Excerto apresentado >>
══════
O hidrobiólogo defende também que devem ser feitas mais campanhas de sensibilização para alertar as pessoas que não devem consumir água dos poços sem que seja testada antes.
Adriano Bordalo e Sá identifica ainda outra questão: os testes insuficientes às águas interiores ou costeiras. "A Agência Portuguesa do Ambiente tem dois indicadores, o Ministério da Saúde identifica dois indicadores, mas os nossos estudos mostram que nem de perto, nem de longe são suficientes, porque há outras bactérias, que podem causar doenças nos humanos, que não estão a ser identificadas", explica.
São bactérias, chamadas víbrios, que, segundo o hidrobiólogo, têm crescido em Portugal, devido ao aumento da temperatura e decréscimo da salinidade do mar. "Durante o verão temos um aumento muito grande destas bactérias, mas como elas não são despistadas por nenhuma das duas autoridades oficiais, a Agência Pública do Ambiente e o Ministério da Saúde, não há dados. Não havendo dados, não se consegue sequer tentar relacionar o número de ocorrências, que não necessariamente de mortes, se bem que algumas destas causam potencialmente mortes, mas com doenças. E, por exemplo, uma pessoa que entra na água e que tenha uma ferida está mais sujeito a ser contaminada por estas bactérias", revela Adriano Bordalo e Sá.
Já Bernardo Gomes, presidente da Associação Nacional de Médicos de Saúde Pública, também em declarações à TSF, entende que o aumento do número de mortes por fontes de água insalubre ou a falta de condições de higiene pode também ser explicado pelas mudanças na recolha dos dados.
"Portugal fez um investimento muito relevante em termos de saneamento e abastecimento de água e coloca-se numa posição internacional de destaque em termos de segurança, portanto, não há aqui uma mudança de determinantes que faça com que este fenómeno tenha aumentado em termos reais. O que pode acontecer, e de facto parece ser a melhor explicação, é estarmos com uma melhor codificação destas circunstâncias", considera Bernardo Gomes.
Ainda assim, o presidente da Associação Nacional de Médicos de Saúde Pública sublinha que é necessário esclarecer algumas questões, como a "distribuição geográfica destes fenómenos, que podem ser explicados pelo consumo de água não controlado". Bernardo Gomes refere que o ideal é que todos possam fazer a "ligação à rede pública, porque a água é sempre segura".
As 518 mortes registadas em 2023, representam um aumento de quase 10% em relação ao ano anterior, enquanto em 2010 tinham sido registadas pouco mais de uma centena de vítimas. Na maioria, as vítimas são mulheres e maiores de 85 anos.
══════
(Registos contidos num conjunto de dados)

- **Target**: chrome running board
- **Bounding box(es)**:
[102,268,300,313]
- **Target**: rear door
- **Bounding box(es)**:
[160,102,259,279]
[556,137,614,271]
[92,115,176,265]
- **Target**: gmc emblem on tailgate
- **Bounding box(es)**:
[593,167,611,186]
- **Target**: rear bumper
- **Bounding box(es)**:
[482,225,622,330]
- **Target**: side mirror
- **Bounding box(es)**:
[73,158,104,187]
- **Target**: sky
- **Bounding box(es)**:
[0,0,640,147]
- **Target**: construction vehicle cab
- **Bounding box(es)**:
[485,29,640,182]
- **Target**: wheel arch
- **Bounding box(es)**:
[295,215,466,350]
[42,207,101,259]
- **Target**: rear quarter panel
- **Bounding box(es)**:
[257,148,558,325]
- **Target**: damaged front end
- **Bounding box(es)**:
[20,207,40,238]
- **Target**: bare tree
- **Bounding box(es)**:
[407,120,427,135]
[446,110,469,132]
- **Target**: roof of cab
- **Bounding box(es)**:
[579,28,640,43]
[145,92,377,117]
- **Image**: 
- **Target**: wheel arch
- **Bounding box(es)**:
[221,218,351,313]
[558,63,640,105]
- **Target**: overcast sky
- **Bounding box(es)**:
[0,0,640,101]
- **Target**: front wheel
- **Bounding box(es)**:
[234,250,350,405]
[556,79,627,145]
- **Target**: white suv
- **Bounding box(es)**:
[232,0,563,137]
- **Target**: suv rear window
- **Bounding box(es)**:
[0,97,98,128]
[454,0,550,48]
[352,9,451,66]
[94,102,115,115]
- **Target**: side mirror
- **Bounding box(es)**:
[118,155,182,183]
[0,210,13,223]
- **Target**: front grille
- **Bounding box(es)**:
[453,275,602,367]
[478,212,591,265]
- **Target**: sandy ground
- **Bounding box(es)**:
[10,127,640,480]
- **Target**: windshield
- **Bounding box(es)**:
══════
Questões sobre o material >>
A - Indique todos os valores escritos em algarismos no último parágrafo do excerto sobre mortes por água insalubre.
B - Responda às perguntas seguintes com base no excerto sobre mortes por água insalubre.
(i) A que duas alterações atribui o hidrobiólogo o crescimento dos víbrios em Portugal?
(ii) Que cargo ocupa Bernardo Gomes?
(iii) Quem são, na maioria, as vítimas?

Respostas por tarefa >>
A - 518, 2023, 10%, 2010, 85

B -
(i) Ao aumento da temperatura e ao decréscimo da salinidade do mar.
(ii) É presidente da Associação Nacional de Médicos de Saúde Pública.
(iii) São mulheres e maiores de 85 anos.